Select from the records below every line that has the word "turquoise" in it.

____

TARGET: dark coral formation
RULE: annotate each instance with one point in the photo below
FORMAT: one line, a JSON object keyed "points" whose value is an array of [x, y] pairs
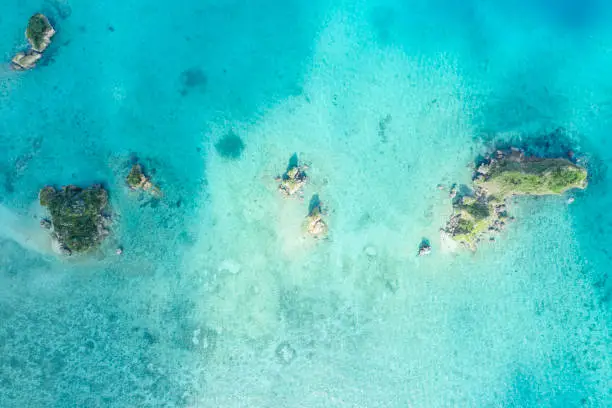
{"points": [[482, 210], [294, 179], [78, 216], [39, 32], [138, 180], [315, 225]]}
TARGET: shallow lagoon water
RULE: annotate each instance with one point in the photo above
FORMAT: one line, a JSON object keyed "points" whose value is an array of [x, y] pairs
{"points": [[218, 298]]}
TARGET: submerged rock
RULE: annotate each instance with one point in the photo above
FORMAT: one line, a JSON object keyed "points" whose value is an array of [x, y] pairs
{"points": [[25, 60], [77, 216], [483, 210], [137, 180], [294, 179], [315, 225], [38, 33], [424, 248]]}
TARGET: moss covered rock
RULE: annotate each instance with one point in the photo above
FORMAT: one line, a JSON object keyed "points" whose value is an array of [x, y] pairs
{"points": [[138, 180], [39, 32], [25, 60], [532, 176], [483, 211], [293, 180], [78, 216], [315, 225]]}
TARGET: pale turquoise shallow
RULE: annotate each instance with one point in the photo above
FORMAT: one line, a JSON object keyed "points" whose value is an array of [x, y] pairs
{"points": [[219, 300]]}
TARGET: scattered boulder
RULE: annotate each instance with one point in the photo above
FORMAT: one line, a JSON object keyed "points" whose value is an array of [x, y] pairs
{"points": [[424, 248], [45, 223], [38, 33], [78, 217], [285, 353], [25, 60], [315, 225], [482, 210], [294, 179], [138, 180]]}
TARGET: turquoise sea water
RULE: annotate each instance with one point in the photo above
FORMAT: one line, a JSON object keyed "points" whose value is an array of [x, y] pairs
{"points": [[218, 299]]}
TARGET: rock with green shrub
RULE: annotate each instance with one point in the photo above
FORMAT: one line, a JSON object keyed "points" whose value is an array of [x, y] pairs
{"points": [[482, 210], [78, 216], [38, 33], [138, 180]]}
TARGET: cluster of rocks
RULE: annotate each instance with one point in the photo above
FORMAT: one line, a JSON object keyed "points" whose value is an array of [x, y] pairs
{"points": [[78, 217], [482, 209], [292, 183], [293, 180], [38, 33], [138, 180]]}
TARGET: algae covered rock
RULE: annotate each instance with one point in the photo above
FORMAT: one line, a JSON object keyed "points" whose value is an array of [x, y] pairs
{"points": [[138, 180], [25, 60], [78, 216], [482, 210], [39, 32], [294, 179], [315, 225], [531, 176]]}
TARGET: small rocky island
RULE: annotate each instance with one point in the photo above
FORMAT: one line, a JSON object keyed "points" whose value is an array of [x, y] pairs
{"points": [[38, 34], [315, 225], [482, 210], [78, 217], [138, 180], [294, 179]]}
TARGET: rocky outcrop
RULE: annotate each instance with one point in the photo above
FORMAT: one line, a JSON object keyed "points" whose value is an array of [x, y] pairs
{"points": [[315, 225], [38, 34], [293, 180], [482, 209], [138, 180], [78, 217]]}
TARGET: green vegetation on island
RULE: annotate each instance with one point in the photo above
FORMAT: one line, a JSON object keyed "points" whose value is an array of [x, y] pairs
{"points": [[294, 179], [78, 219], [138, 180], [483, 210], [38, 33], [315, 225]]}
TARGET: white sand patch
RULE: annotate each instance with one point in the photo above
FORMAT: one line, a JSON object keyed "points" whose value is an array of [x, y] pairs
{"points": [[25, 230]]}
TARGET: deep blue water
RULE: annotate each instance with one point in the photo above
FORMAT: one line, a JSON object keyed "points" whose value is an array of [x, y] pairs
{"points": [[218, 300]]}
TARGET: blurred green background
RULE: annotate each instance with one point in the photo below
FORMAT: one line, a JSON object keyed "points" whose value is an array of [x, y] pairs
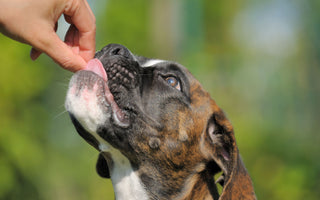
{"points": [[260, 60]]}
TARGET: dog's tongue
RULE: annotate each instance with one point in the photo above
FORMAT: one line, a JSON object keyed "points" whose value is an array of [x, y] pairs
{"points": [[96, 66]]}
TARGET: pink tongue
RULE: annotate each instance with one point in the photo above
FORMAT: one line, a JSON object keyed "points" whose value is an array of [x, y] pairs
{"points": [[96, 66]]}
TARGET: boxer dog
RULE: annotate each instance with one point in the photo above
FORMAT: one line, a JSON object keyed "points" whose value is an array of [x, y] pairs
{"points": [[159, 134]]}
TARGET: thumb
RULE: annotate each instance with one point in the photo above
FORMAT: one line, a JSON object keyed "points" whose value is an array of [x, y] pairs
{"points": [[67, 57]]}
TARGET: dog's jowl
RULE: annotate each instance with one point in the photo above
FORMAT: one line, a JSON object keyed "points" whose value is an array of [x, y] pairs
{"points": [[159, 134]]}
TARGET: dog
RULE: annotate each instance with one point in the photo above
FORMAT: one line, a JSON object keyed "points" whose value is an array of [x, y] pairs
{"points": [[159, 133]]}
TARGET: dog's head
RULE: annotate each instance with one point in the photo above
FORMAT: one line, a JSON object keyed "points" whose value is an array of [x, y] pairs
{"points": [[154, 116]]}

____

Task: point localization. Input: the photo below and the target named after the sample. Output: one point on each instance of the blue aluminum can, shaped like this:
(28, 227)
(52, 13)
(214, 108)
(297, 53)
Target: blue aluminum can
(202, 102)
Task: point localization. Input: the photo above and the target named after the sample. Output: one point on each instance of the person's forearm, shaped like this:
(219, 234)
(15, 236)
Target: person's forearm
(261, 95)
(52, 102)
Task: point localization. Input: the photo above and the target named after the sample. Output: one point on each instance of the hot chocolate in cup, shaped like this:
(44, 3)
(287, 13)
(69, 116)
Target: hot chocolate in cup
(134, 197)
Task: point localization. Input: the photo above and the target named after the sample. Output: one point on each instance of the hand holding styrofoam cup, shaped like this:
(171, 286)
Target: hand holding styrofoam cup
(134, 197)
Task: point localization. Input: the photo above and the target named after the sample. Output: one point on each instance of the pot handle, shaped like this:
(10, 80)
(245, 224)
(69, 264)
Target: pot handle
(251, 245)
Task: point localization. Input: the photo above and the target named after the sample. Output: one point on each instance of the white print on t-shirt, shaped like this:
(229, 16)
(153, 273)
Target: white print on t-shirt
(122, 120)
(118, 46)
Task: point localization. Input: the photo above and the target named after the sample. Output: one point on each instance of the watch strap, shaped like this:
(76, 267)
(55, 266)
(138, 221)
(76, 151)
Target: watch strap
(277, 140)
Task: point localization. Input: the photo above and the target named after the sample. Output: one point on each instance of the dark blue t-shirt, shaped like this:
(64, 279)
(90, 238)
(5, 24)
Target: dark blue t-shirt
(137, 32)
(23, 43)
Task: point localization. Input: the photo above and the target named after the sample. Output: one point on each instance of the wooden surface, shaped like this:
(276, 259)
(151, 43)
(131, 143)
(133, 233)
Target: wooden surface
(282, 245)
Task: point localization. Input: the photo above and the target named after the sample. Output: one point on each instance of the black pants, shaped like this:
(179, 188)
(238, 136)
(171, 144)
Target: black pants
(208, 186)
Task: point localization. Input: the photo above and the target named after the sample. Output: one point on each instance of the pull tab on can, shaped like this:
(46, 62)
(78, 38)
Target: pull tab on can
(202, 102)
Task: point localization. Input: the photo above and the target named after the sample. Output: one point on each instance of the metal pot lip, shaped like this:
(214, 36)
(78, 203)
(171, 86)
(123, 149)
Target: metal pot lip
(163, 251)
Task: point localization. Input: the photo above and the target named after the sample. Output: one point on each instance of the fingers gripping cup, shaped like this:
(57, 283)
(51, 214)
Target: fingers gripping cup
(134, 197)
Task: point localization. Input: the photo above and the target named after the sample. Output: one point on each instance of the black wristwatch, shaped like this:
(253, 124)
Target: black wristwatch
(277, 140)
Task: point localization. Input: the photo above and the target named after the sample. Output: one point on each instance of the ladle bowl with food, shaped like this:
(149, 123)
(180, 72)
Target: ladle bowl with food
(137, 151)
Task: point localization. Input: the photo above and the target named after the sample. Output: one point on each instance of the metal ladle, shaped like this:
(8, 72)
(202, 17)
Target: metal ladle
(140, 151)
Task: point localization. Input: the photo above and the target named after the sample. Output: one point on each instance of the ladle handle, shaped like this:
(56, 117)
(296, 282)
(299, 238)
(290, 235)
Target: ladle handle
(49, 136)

____

Answer space>
TARGET: pale turquoise shallow
TARGET: turquoise sea water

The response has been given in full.